How to complete this task: In the passage on hydrogen-induced degradation of alloys, which form of hydrogen is said to remain the best option for vehicles?

Text section:
---------------
A severe reduction of fracture resistance has been observed frequently due to the hydrogen penetration into alloys. For more than a century, scientists and engineers are working on hydrogen-induced degradation in materials and this topic remains important from the scientific and industrial points of views. Three main driving forces for research and development in hydrogen related topics are:  i) progress in the characterization techniques;  ii) recent materials development; which is about production of high strength alloys containing more complex microstructure which are more sensitive to environmental degradation, and  iii) the glorious perspectives of hydrogen energy and fuel cell technology; while pressurized gaseous hydrogen is still the best option for the vehicles. Hence, the risk assessment of the tanks is an important issue.  Since now, a variety of techniques (e.g. conventional testing methods, such as tensile and compression tests in conjunction with ex-situ or in-situ hydrogen charging and post mortem fractographic of the samples) were used to develop models for explaining the hydrogen assisted mechanical degradation. For a more fundamental understanding of the contribution of hydrogen on deformation behavior of alloys, crack initiation and its propagation mechanisms, local testing methods were performed using in-situ SEM, TEM and nanoindentation. Moreover, there are huge advances regarding the local measurement of the hydrogen content (e.g. by using SKPFM). The resolution of the more conventional techniques (e.g. SIMS and TDS) was also improved. Another progress in this field is using atomic scale, micro and macro scale simulations. Static and molecular dynamics (MD) simulations based on density functional theory (DFT) are used to evaluate how H affects the GB structure and the chemical bonds. This information could be integrated in macroscopic models (e.g. FEM).
---------------
Data listing:
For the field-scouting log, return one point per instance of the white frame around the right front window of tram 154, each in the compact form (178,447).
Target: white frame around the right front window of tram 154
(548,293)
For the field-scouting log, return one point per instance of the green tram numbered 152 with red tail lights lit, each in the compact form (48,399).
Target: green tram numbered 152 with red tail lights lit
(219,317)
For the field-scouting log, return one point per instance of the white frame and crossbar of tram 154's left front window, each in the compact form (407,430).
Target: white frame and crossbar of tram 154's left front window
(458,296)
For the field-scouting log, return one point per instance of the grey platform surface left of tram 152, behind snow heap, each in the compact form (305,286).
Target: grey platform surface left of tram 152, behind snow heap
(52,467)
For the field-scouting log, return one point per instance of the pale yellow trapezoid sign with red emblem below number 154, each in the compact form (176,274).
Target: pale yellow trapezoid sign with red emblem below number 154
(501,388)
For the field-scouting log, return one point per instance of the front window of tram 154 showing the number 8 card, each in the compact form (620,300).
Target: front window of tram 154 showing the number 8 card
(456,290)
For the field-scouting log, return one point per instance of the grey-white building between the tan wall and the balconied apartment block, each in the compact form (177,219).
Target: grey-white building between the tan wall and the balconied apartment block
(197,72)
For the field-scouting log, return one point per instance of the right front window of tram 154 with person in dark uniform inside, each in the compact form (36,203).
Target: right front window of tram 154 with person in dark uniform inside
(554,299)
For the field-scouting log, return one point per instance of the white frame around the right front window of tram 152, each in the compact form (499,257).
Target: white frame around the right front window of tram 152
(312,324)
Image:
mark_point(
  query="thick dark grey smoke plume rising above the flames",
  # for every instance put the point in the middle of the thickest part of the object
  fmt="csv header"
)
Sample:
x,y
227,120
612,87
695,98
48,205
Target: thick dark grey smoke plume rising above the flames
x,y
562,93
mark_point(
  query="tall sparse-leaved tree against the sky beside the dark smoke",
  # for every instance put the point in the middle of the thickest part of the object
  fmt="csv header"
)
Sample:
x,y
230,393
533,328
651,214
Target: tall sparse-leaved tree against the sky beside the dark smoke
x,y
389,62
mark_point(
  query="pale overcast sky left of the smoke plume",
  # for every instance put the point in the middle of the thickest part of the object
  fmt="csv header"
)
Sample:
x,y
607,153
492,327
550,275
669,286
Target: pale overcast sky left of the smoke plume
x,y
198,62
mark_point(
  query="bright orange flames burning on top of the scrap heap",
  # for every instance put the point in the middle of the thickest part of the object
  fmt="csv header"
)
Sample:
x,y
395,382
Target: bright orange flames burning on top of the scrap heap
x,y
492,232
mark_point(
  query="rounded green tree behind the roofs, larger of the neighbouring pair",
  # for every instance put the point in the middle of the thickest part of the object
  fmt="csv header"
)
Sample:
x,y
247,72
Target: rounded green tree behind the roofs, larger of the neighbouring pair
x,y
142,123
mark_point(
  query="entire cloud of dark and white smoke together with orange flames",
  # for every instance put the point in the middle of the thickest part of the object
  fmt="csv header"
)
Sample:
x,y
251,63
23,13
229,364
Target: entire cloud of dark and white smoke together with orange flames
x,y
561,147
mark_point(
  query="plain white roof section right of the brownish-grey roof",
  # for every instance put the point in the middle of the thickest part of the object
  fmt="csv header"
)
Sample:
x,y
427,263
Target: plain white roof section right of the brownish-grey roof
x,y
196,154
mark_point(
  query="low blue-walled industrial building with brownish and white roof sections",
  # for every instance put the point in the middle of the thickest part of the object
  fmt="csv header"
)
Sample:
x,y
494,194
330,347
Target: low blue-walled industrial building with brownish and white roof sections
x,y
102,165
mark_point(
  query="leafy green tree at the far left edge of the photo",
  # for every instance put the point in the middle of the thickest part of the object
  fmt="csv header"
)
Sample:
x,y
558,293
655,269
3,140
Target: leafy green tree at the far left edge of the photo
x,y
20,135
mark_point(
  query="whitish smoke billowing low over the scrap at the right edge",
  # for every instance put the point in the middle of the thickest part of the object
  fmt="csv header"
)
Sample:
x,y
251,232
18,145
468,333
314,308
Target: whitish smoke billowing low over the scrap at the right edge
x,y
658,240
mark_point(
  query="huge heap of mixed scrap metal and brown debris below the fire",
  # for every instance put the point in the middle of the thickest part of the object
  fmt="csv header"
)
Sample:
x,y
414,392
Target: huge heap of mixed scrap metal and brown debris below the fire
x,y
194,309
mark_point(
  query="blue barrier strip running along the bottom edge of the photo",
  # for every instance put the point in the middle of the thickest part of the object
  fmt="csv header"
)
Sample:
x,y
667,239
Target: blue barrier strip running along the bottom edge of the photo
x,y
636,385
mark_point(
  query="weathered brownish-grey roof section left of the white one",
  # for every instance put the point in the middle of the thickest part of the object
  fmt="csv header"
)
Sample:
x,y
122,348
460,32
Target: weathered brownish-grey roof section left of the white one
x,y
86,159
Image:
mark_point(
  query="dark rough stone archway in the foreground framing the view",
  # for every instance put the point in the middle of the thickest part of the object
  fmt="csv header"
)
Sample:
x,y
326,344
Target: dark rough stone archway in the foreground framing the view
---------------
Result for this task: Pressurized gaseous hydrogen.